● Data rows:
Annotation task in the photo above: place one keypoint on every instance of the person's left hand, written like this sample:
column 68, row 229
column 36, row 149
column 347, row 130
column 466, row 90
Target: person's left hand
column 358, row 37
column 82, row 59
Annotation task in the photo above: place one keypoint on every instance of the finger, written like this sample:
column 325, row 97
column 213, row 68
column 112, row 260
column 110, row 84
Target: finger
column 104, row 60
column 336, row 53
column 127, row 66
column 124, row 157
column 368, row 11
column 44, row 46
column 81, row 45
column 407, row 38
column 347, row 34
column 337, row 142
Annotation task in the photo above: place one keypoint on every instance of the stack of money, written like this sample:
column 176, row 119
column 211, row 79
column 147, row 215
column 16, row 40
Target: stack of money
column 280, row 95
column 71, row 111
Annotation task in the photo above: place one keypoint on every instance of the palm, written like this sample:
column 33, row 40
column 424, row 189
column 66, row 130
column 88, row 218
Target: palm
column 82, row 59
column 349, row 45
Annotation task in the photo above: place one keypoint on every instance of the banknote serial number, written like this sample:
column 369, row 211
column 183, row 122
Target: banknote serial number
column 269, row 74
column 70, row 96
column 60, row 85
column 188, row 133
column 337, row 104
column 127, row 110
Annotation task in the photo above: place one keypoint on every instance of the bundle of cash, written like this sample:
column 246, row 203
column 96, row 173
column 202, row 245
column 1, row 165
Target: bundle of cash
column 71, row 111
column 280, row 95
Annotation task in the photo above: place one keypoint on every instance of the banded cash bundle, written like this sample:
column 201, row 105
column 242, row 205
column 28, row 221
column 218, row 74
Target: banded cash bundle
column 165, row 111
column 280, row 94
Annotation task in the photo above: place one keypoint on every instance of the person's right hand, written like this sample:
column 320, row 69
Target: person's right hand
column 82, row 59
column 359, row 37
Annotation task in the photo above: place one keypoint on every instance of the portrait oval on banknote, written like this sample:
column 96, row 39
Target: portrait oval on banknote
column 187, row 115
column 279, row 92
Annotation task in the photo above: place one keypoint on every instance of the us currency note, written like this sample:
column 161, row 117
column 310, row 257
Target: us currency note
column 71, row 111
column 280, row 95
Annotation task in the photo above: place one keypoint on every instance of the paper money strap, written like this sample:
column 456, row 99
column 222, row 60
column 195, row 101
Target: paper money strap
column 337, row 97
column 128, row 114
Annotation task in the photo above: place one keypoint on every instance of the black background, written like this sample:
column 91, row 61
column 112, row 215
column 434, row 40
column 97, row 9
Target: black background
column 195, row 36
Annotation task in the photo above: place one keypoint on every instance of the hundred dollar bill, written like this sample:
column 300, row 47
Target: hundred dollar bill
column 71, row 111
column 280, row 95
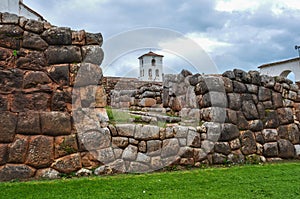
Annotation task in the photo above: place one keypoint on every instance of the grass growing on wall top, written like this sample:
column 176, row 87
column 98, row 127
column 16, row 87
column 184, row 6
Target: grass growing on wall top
column 252, row 181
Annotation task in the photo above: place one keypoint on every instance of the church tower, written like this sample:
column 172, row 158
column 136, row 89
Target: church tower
column 151, row 67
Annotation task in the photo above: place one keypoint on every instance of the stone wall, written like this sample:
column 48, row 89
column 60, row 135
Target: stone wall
column 38, row 66
column 53, row 119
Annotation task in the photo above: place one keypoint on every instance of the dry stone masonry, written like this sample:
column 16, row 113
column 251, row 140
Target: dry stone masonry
column 58, row 116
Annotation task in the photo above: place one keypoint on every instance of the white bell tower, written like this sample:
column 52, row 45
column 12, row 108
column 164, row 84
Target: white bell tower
column 151, row 67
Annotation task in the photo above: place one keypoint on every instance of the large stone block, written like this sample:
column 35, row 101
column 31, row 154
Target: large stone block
column 3, row 153
column 63, row 54
column 94, row 140
column 55, row 123
column 31, row 60
column 68, row 164
column 30, row 102
column 285, row 115
column 8, row 124
column 65, row 145
column 270, row 149
column 92, row 54
column 170, row 147
column 13, row 172
column 18, row 150
column 34, row 41
column 285, row 149
column 10, row 80
column 58, row 36
column 147, row 132
column 229, row 132
column 40, row 151
column 249, row 110
column 34, row 78
column 130, row 153
column 34, row 26
column 126, row 130
column 154, row 147
column 11, row 36
column 60, row 74
column 289, row 132
column 248, row 143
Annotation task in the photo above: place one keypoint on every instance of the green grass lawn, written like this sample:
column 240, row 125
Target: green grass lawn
column 280, row 180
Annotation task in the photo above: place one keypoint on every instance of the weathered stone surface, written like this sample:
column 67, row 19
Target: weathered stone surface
column 11, row 36
column 63, row 54
column 28, row 123
column 285, row 115
column 47, row 173
column 270, row 149
column 30, row 102
column 277, row 100
column 3, row 154
column 147, row 102
column 270, row 135
column 18, row 150
column 94, row 139
column 9, row 18
column 193, row 138
column 13, row 172
column 10, row 80
column 235, row 144
column 218, row 158
column 234, row 101
column 55, row 123
column 126, row 130
column 34, row 26
column 94, row 39
column 229, row 132
column 137, row 167
column 33, row 41
column 248, row 142
column 289, row 132
column 40, row 151
column 256, row 125
column 264, row 94
column 60, row 74
column 92, row 54
column 78, row 37
column 271, row 119
column 8, row 123
column 34, row 78
column 88, row 74
column 89, row 160
column 238, row 87
column 222, row 147
column 285, row 149
column 67, row 164
column 215, row 99
column 249, row 110
column 199, row 155
column 30, row 59
column 60, row 100
column 120, row 142
column 170, row 147
column 130, row 153
column 58, row 36
column 147, row 132
column 154, row 147
column 65, row 145
column 106, row 155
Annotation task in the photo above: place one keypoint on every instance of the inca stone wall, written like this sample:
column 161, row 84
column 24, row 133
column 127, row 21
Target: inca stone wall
column 53, row 117
column 38, row 66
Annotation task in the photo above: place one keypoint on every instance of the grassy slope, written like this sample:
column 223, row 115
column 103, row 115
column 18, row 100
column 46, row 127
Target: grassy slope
column 259, row 181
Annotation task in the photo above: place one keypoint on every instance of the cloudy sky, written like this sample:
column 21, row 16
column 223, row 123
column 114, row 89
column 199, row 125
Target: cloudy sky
column 234, row 33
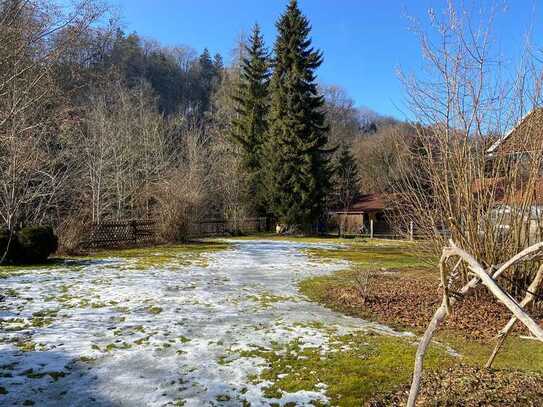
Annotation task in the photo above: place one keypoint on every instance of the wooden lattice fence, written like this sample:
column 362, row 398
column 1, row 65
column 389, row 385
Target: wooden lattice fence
column 220, row 227
column 123, row 233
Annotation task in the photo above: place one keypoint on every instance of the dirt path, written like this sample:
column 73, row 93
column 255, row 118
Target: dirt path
column 112, row 333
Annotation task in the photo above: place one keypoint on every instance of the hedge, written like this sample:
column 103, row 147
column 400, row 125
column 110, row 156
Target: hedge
column 29, row 245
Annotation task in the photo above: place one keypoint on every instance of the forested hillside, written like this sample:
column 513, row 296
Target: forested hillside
column 98, row 124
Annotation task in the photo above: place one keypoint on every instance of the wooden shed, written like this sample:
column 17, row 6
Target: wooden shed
column 366, row 216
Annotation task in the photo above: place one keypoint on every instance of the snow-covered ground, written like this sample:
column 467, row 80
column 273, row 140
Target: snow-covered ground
column 110, row 333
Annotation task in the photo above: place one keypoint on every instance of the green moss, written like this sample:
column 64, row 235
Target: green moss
column 374, row 254
column 357, row 367
column 118, row 345
column 166, row 255
column 193, row 253
column 266, row 300
column 26, row 346
column 516, row 354
column 87, row 359
column 154, row 310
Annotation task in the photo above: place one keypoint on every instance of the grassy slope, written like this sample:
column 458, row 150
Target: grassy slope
column 517, row 353
column 144, row 257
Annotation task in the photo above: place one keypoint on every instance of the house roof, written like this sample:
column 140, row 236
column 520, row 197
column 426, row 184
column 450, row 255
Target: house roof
column 513, row 195
column 510, row 142
column 366, row 203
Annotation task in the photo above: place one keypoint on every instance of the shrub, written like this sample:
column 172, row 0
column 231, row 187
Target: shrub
column 35, row 244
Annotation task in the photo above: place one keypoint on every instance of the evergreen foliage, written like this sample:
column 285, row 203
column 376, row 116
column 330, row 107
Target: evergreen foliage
column 346, row 178
column 297, row 162
column 252, row 104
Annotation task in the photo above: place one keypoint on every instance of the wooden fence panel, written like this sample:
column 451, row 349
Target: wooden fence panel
column 123, row 233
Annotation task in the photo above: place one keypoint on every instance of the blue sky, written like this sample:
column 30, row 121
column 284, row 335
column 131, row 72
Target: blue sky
column 364, row 41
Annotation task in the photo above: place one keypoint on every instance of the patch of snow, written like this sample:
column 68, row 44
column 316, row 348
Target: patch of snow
column 119, row 335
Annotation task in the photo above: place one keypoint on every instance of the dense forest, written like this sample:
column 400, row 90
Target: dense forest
column 97, row 124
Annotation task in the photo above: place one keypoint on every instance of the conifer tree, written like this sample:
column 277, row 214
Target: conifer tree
column 250, row 125
column 297, row 161
column 346, row 179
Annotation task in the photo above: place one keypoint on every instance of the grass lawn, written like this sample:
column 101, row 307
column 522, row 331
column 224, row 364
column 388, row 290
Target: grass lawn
column 142, row 257
column 397, row 265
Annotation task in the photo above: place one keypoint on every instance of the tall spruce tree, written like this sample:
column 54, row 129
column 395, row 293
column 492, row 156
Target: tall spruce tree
column 252, row 104
column 298, row 170
column 346, row 179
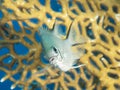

● Your objective: Put the lines of the entries above, from the line with "of the snow-covered" through the line with "column 154, row 310" (both included), into a Markdown table with the columns Number and Line. Give each line its own row, numbered in order, and leave out any blank lines.

● Output for this exercise:
| Number | Line |
|---|---|
| 1 | Annotation task in the photo above: place one keypoint on every instance of the snow-covered ground, written like this sample: |
| 2 | column 467, row 80 |
| 3 | column 273, row 140 |
| 4 | Target: snow-covered ground |
| 5 | column 110, row 333 |
| 6 | Annotation task in the photo above: place one keypoint on every instance of the green moss, written like this sample: |
| 7 | column 64, row 235 |
| 8 | Target: green moss |
| 9 | column 374, row 254 |
| 10 | column 357, row 367 |
| 11 | column 118, row 345 |
| 12 | column 166, row 255 |
| 13 | column 193, row 253 |
| 14 | column 266, row 300 |
| 15 | column 26, row 346 |
| 16 | column 516, row 354 |
| 17 | column 87, row 359 |
| 18 | column 154, row 310 |